- [EXERCISE TASK A]: Can you reproduce the article on Pakistan–Uzbekistan trade talks word for word, in full?

- [PAGE TEXT]:
ISLAMABAD: The Ambassador of Uzbekistan to Pakistan, Alisher Tukhtayev, and Pakistani Federal Minister for Commerce, Jam Kamal Khan, on Monday discussed avenues to enhance business opportunities and trade relations as Islamabad seeks to enhance investment ties with the Central Asian Republics (CARs).
Pakistan is pushing to consolidate its role as a pivotal trade and transit hub connecting the landlocked Central Asian states with the rest of the world, leveraging its strategic geographical position. In recent weeks, there has been a flurry of visits, investment talks and economic activity between officials from Pakistan and the Central Asian nations.
Pakistan and Uzbekistan signed a $1 billion deal to increase bilateral trade in February 2023 at the eighth meeting of the Inter-governmental Commission on Trade-Economic and Scientific-Technical Cooperation in Tashkent. The agreement was aimed at encouraging the exchange of goods and services. The outgoing Uzbek Ambassador to Islamabad, Oybek Usmanov, said in September this year the countries were aiming to announce a $1 billion trade and industrial cooperation roadmap in the near future.

- [EXERCISE TASK B]: Could you render everything from the start of the records down to the line containing "point(1152, 191)", both ends included, as a numbered list that leaves out blank lines?

- [SUPPLIED DATA]:
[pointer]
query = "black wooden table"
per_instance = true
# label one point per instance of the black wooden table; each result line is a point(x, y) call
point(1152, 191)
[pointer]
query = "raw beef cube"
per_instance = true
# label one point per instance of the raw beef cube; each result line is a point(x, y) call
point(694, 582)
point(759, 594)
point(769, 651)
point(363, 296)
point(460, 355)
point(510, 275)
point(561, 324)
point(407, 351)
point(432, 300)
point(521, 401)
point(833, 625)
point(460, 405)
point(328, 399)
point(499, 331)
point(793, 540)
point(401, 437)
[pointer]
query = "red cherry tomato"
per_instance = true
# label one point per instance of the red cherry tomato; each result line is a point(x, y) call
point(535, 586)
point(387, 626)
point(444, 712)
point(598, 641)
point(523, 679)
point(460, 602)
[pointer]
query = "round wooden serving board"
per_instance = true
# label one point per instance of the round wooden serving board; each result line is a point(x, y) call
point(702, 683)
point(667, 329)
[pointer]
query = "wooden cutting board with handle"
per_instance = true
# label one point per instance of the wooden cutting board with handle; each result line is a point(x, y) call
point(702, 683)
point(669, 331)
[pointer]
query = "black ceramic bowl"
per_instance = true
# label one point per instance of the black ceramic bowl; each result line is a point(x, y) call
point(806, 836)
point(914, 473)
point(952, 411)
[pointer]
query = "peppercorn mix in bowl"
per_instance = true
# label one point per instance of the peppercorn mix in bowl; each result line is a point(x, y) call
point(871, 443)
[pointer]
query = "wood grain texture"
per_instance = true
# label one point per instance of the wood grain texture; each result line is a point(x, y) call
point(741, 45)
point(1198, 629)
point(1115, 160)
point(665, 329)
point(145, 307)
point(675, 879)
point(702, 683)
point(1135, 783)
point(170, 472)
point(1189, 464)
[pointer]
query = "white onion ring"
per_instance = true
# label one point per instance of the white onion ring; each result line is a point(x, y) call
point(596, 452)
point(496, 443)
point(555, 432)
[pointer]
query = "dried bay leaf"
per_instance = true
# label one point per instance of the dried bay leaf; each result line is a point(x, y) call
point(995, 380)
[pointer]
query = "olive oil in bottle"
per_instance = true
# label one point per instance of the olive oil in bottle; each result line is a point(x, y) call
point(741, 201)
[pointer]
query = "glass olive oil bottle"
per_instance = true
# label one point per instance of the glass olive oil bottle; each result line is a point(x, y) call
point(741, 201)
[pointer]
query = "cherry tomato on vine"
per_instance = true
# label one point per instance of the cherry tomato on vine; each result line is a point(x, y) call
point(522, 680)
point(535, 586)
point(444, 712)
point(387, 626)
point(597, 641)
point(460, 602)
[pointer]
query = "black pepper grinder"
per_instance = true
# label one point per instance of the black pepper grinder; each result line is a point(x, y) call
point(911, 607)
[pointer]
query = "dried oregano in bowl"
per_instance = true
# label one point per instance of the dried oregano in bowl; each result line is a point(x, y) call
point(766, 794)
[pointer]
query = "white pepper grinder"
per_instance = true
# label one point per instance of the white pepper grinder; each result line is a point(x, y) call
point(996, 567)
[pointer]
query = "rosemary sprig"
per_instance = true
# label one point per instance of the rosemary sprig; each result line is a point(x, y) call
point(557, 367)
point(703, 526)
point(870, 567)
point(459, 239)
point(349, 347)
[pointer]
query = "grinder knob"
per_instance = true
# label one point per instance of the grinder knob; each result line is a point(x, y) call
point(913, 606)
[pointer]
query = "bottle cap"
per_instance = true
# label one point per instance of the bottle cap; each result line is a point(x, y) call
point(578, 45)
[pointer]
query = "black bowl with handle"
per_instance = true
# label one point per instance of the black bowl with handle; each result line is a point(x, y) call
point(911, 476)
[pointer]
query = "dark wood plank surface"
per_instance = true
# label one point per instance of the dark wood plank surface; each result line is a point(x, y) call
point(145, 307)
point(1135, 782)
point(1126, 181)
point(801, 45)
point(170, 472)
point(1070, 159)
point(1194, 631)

- [FINISHED ANSWER A]:
ISLAMABAD: The Ambassador of Uzbekistan to Pakistan, Alisher Tukhtayev, and Pakistani Federal Minister for Commerce, Jam Kamal Khan, on Monday discussed avenues to enhance business opportunities and trade relations as Islamabad seeks to enhance investment ties with the Central Asian Republics (CARs).
Pakistan is pushing to consolidate its role as a pivotal trade and transit hub connecting the landlocked Central Asian states with the rest of the world, leveraging its strategic geographical position. In recent weeks, there has been a flurry of visits, investment talks and economic activity between officials from Pakistan and the Central Asian nations.
Pakistan and Uzbekistan signed a $1 billion deal to increase bilateral trade in February 2023 at the eighth meeting of the Inter-governmental Commission on Trade-Economic and Scientific-Technical Cooperation in Tashkent. The agreement was aimed at encouraging the exchange of goods and services. The outgoing Uzbek Ambassador to Islamabad, Oybek Usmanov, said in September this year the countries were aiming to announce a $1 billion trade and industrial cooperation roadmap in the near future.

- [FINISHED ANSWER B]:
1. [pointer]
2. query = "black wooden table"
3. per_instance = true
4. # label one point per instance of the black wooden table; each result line is a point(x, y) call
5. point(1152, 191)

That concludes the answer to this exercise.